=== INSTRUCTION ===
Quote every line below exactly as it reads.

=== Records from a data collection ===
╭──

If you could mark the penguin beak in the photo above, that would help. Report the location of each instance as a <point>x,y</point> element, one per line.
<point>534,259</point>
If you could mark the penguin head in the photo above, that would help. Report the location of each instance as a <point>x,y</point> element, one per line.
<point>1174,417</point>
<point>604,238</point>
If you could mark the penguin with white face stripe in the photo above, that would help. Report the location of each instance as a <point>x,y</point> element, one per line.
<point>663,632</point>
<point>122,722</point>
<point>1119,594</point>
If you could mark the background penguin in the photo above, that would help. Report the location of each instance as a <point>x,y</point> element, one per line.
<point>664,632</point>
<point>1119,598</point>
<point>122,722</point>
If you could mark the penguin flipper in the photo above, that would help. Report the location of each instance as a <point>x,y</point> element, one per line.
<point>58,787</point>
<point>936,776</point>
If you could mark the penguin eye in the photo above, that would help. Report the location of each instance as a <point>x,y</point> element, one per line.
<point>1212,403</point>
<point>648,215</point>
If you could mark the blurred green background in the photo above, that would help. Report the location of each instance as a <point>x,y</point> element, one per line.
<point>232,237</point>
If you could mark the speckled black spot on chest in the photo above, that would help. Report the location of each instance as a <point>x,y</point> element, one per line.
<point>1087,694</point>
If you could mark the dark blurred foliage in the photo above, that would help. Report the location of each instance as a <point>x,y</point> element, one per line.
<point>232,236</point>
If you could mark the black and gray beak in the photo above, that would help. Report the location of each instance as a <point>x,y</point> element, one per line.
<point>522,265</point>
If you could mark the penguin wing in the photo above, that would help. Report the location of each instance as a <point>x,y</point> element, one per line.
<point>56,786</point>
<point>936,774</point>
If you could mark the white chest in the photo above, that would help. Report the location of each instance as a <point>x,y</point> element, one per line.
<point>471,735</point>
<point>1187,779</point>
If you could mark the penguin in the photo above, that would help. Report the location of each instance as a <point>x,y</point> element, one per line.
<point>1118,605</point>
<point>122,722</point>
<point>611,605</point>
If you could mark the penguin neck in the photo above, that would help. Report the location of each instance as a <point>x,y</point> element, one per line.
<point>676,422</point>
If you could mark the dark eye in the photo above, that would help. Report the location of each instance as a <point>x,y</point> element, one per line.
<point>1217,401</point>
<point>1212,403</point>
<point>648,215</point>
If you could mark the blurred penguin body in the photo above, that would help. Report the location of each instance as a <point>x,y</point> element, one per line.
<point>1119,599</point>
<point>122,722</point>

╰──

=== FULL RESPONSE ===
If you could mark the penguin beak in the photo above, that would help. Report the location of each instance as a <point>x,y</point> element, one per line.
<point>534,259</point>
If you could mark the penguin head in the photo above, that would help. Report the location of each instance as a <point>x,y</point> element, one per line.
<point>1174,417</point>
<point>604,238</point>
If you could mark the penguin with white face stripe in the photo above, that would help. Report the location of each instance as a <point>x,y</point> element, one per line.
<point>663,632</point>
<point>122,722</point>
<point>1119,594</point>
If you could mark the background penguin in the photo above, that would help. Report the location of each instance as a <point>x,y</point> element, one per line.
<point>664,632</point>
<point>1119,598</point>
<point>122,722</point>
If you could mark the penguin flipper in the photo above, that would help. Report the location of each instance as a <point>x,y</point> element, one per line.
<point>58,787</point>
<point>936,776</point>
If you could mark the penguin eye in the photo above, that would help. Report the location of each instance as a <point>x,y</point> element, one per line.
<point>1212,403</point>
<point>648,215</point>
If you could mark the blurred green background in the photo above, that would help. Report the location of each instance as a <point>x,y</point> element, one per line.
<point>232,237</point>
If you could mark the speckled black spot on chest in the photo above, that would help. Report the location of each instance as a <point>x,y</point> element, one per line.
<point>1087,694</point>
If you could mark the dark blurred foliage in the photo above, that would help. Report the location of each instance as a <point>x,y</point> element, one per line.
<point>232,236</point>
If you could mark the black and gray beak in the photo above, that would help. Report the location of each instance as a <point>x,y</point> element, one per line.
<point>522,265</point>
If you could mark the penguin wing in the photo above, that would help. Report the location of each instance as a <point>x,y</point> element, one per line.
<point>56,786</point>
<point>936,774</point>
If you could mark the white chest in the photo above, that would help. Report the location of each instance as a <point>x,y</point> element, one per line.
<point>471,735</point>
<point>1187,779</point>
If you could mark the penguin in the photo above, that would help. Report the location of each instance as a <point>x,y</point> element, one per line.
<point>1118,605</point>
<point>122,722</point>
<point>611,605</point>
If you could mark the penguin neck in the photo above, that would help. Report the location of each instance as a <point>x,y</point> element, one per line.
<point>676,422</point>
If you could mark the dark eye in the photo above, that would help. Report the location of each instance as a <point>x,y</point> element, one per line.
<point>1217,401</point>
<point>1212,403</point>
<point>648,215</point>
If you could mark the blurred penguin body in the photo above, that would help. Report the location of each instance as a <point>x,y</point> element, one per line.
<point>1119,599</point>
<point>122,722</point>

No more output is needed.